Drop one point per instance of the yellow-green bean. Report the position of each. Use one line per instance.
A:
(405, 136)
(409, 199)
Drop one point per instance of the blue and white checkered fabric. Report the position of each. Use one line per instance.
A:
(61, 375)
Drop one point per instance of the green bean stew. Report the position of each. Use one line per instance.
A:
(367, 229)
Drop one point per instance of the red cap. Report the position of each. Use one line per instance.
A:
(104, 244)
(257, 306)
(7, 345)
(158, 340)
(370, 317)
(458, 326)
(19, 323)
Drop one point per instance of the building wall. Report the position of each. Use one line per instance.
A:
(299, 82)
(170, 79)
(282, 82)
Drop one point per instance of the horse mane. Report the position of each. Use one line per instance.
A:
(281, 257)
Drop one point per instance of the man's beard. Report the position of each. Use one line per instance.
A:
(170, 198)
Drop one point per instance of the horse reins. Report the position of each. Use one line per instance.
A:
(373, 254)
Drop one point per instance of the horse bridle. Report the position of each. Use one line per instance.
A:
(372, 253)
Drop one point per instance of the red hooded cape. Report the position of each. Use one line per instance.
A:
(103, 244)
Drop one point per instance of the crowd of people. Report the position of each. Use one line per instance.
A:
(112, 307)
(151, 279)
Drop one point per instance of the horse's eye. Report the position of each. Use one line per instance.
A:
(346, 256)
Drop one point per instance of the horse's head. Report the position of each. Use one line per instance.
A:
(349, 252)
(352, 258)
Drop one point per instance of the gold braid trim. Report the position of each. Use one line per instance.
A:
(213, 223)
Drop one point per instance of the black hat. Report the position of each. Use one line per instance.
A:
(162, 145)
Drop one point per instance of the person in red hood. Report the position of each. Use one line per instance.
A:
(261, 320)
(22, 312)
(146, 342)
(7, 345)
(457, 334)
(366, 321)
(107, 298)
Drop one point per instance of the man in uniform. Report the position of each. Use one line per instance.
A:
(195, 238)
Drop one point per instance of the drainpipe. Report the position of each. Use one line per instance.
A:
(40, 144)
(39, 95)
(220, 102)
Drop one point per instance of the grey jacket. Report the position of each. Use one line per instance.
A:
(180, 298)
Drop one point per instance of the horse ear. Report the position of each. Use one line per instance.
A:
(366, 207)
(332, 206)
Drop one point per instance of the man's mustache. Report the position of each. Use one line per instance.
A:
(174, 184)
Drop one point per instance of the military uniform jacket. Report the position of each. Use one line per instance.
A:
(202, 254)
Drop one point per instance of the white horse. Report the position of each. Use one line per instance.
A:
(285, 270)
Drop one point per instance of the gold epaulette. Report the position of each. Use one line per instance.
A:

• _TASK BRIEF_
The required output is the exact sequence of lines from the one containing "Drop one point per instance of the military" through the end of the listing, both endpoints included.

• _RESPONSE TO THE TASK_
Drop one point per instance of the military uniform jacket. Report the position of each. Use one line per instance.
A:
(202, 254)
Drop one point per instance of the white horse. Report the position of each. Use one line per instance.
A:
(285, 270)
Drop one point per instance of the gold epaulette. Report the position of each. Use one line per instance.
A:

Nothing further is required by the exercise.